### EXTRAIT DE PAGE
________________________________________

Le Groupe Gérard Carton vous propose tous types de lectures, longues ou brèves, souvent teintées d'humour mais toujours sérieuses...

Jeune cadre en début de carrière, j’ai eu le privilège d’avoir un patron intelligent, humain, professionnel, compétent et enthousiasmant.
Au moment des vacances d’été, il m’a demandé quel était mon « plan »… Je n’avais rien de précis en tête, peut-être une balade en voiture dans le sud de l’Espagne, Tolède, Grenade, Séville, …
Il me dit : « Faites bien attention à vous, les routes sont dangereuses lors des grandes vacances… Je prends toujours les miennes vers Cahors… Je m’y rends en train-auto… c’est agréable et très sûr… Ma maison est à une vingtaine de kilomètres de la gare, j’arrive frais et dispo avec ma petite famille, pas de risque…. »
De retour de congé, j’ai appris qu’il avait eu un accident à 5 km de chez lui. Il a été très sérieusement blessé, sa famille aussi. Un chauffard doublant un camion dans un virage a percuté sa voiture de plein fouet à grande vitesse.

________________________________________

### LISTE DES DONNÉES
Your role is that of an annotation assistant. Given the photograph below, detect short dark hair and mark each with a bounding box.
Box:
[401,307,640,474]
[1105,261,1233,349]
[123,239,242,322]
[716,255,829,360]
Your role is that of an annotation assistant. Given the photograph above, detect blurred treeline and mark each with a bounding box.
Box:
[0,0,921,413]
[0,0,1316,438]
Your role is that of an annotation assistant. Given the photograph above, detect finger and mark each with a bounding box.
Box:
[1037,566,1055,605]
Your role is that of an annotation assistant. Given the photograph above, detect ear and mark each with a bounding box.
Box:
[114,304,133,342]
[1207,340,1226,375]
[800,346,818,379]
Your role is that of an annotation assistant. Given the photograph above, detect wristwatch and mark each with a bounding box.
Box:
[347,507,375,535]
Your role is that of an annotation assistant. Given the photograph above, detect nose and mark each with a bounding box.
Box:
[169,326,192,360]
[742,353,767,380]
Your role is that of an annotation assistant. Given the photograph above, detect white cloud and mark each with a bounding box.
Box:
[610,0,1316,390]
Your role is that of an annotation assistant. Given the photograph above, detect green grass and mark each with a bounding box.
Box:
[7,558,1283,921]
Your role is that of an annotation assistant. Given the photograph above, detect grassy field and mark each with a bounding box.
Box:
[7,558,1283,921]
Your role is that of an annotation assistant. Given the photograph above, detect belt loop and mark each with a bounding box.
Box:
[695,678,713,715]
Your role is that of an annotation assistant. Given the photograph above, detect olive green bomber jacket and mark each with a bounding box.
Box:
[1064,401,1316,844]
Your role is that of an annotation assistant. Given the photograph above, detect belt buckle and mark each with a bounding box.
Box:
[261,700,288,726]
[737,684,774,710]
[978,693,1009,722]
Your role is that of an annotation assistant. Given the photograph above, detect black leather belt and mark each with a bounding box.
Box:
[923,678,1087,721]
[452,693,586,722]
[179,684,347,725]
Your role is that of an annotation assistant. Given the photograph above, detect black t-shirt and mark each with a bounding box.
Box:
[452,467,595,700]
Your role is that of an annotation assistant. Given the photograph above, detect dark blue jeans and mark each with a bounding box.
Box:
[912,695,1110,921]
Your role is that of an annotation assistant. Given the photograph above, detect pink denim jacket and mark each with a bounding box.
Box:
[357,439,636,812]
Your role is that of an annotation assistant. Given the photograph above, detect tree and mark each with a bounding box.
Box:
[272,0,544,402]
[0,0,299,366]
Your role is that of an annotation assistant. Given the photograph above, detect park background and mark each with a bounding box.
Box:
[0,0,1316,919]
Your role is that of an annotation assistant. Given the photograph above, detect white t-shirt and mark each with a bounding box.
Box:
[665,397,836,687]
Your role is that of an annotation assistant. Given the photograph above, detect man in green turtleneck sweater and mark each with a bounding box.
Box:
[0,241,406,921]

________________________________________

### TRAVAIL À RÉALISER
#1 Reformulez en tableau Markdown les lignes des entrées, de la ligne contenant « wristwatch and mark each with a bounding box. » jusqu'à la ligne contenant « [742,353,767,380] » incluse, en omettant les lignes vides. Utilisez les colonnes « N° » et « Ligne ».
#2 Poursuivez le récit sur le patron et ses vacances vers Cahors à partir de sa dernière phrase.

### RÉPONSES ATTENDUES
#1
| N° | Ligne |
|---|---|
| 1 | Your role is that of an annotation assistant. Given the photograph above, detect wristwatch and mark each with a bounding box. |
| 2 | Box: |
| 3 | [347,507,375,535] |
| 4 | Your role is that of an annotation assistant. Given the photograph above, detect nose and mark each with a bounding box. |
| 5 | Box: |
| 6 | [169,326,192,360] |
| 7 | [742,353,767,380] |

#2
Je lui ai rendu visite à l’hôpital où il est resté plus d’un an.
Lors de la première visite, il m’a dit « je me souviens de notre conversation, et du conseil de prudence que je vous avais donné. La vie va ainsi… On ne peut rien contre les chauffards. … »
Ainsi va la vie professionnelle.
On rencontre de temps en temps des chauffards du management. Ils roulent pour eux, vite, écrasent sur leur passage, prennent et font prendre des risques, font des dégâts considérables…
Ainsi va la vie privée.
On y rencontre aussi des chauffards de la vie. Comme les autres, ils font des dégâts terribles, qui laissent des cicatrices et des traumatismes profonds.

Combien en avez-vous rencontré ?.
Dans une vie on en rencontre souvent plusieurs, notamment si l’on a survécu aux premiers… Ils ne font pas toujours, heureusement, des dégâts tragiques. Ils laissent quelques cicatrices, des blessures, parfois des plaies ouvertes… et des questions…
Comment aurais-je pu éviter cette rencontre ? Pourquoi moi ? Comment aurais-je pu éviter ces blessures ? Quelles ont été mes erreurs ?.
En fait, ce n’est jamais vous qui rencontrez un chauffard, c’est lui qui vient vous fracasser, vous blesser, vous meurtrir..
Chercher à « expliquer » l’accident est stérile. La rencontre avec un chauffard est un fait, un instant parfois long…
Il y a des lieux plus propices que d’autres à ces rencontres, mais les chauffards peuvent se rencontrer partout, à n’importe quel moment.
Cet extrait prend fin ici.